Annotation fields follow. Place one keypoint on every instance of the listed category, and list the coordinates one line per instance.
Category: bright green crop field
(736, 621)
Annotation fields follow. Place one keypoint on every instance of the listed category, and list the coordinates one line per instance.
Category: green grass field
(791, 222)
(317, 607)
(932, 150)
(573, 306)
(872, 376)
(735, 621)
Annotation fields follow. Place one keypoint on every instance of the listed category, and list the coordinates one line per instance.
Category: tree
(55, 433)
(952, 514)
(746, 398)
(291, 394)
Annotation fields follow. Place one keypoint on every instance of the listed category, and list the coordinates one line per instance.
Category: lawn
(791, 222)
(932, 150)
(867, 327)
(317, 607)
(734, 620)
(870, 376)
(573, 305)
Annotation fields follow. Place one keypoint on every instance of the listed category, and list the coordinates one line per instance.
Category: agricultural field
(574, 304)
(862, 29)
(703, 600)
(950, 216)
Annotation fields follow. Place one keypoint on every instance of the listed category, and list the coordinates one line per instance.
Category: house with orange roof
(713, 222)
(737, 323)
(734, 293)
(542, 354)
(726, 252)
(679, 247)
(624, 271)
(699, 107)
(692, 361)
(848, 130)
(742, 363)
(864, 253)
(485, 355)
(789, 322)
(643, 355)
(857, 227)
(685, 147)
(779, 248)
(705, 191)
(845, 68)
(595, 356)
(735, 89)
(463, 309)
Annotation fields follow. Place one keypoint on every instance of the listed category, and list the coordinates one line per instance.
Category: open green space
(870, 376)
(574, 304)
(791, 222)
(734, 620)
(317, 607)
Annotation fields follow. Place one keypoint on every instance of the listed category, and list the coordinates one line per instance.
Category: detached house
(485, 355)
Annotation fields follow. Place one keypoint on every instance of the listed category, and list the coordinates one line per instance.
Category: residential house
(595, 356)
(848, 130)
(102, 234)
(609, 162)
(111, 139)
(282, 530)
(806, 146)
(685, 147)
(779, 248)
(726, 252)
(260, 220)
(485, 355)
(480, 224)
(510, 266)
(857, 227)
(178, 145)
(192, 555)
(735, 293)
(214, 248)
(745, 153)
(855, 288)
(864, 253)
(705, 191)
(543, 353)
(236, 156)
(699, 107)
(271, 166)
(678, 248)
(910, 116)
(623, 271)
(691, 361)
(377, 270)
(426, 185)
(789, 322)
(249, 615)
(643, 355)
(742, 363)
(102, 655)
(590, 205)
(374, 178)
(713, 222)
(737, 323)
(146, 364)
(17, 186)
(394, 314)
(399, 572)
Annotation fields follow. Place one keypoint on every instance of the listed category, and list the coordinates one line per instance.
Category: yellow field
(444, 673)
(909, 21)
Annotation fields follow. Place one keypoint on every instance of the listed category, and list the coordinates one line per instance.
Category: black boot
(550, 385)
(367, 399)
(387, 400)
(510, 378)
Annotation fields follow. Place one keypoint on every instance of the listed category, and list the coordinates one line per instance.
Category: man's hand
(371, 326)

* Goal of the exercise: The records above should be returned exactly.

* Written answer:
Annotation fields follow. Place one keypoint on every instance of the listed category, and list the coordinates one line per instance.
Category: bright green crop field
(736, 621)
Annotation fields follow. Place one keypoint on every instance of the listed category, and list the coordinates one line per instance.
Category: green grass field
(791, 222)
(317, 607)
(932, 150)
(573, 306)
(872, 376)
(735, 621)
Annotation fields follow. Place one keypoint on every instance of the listed category, and list the coordinates one line per instance.
Category: tree
(55, 433)
(952, 514)
(746, 398)
(291, 394)
Annotation fields follow. Place one keypoint on every instance of the listed category, and list the coordinates one line per instance.
Category: lawn
(791, 222)
(932, 150)
(867, 327)
(317, 607)
(734, 620)
(870, 376)
(573, 305)
Annotation fields follow. Place one keypoint on every instance of the listed category, and list the coordinates one line per instance.
Category: agricultural field
(574, 304)
(862, 29)
(703, 600)
(950, 216)
Annotation fields follow. Place one keypoint on every instance of the listed category, and list the coordinates one line per instance.
Category: house with orange roof
(713, 222)
(737, 323)
(734, 293)
(542, 354)
(726, 252)
(679, 247)
(624, 271)
(699, 107)
(692, 361)
(848, 130)
(742, 363)
(864, 253)
(485, 355)
(789, 322)
(643, 355)
(857, 227)
(685, 147)
(779, 248)
(705, 191)
(845, 68)
(595, 356)
(735, 89)
(463, 309)
Annotation fields follow. Place one keypoint on every instance of the listed category, and list the coordinates one line per instance.
Category: open green space
(870, 376)
(574, 304)
(791, 222)
(734, 620)
(317, 607)
Annotation fields follow. Place one keypoint on every instance of the listed category, and list the coordinates one line per instance.
Category: detached house
(485, 355)
Annotation fields follow. Place one keypoint on every instance of the listed category, and list the coordinates one line per instance.
Category: residential house
(595, 356)
(848, 130)
(102, 234)
(609, 162)
(111, 139)
(282, 530)
(806, 146)
(685, 147)
(779, 248)
(726, 252)
(260, 220)
(485, 355)
(480, 224)
(510, 266)
(857, 227)
(178, 145)
(192, 555)
(735, 293)
(214, 248)
(745, 153)
(855, 288)
(864, 253)
(705, 191)
(543, 353)
(236, 156)
(699, 107)
(271, 166)
(678, 248)
(910, 116)
(623, 271)
(691, 361)
(377, 270)
(426, 185)
(789, 322)
(249, 615)
(643, 355)
(742, 363)
(102, 655)
(590, 205)
(374, 178)
(713, 222)
(737, 323)
(146, 364)
(17, 186)
(394, 314)
(399, 572)
Annotation fields follow. Place one keypoint on every instance of the listed category, and list the coordinates one line per instance.
Category: yellow field
(444, 673)
(909, 21)
Annotation fields follow. Place one keypoint on every instance of the listed category, and list the coordinates one line per instance.
Category: black boot
(550, 385)
(367, 399)
(387, 400)
(510, 378)
Annotation fields follow. Place one keypoint on every instance of the listed category, and list the coordinates one line per instance.
Category: man's hand
(371, 326)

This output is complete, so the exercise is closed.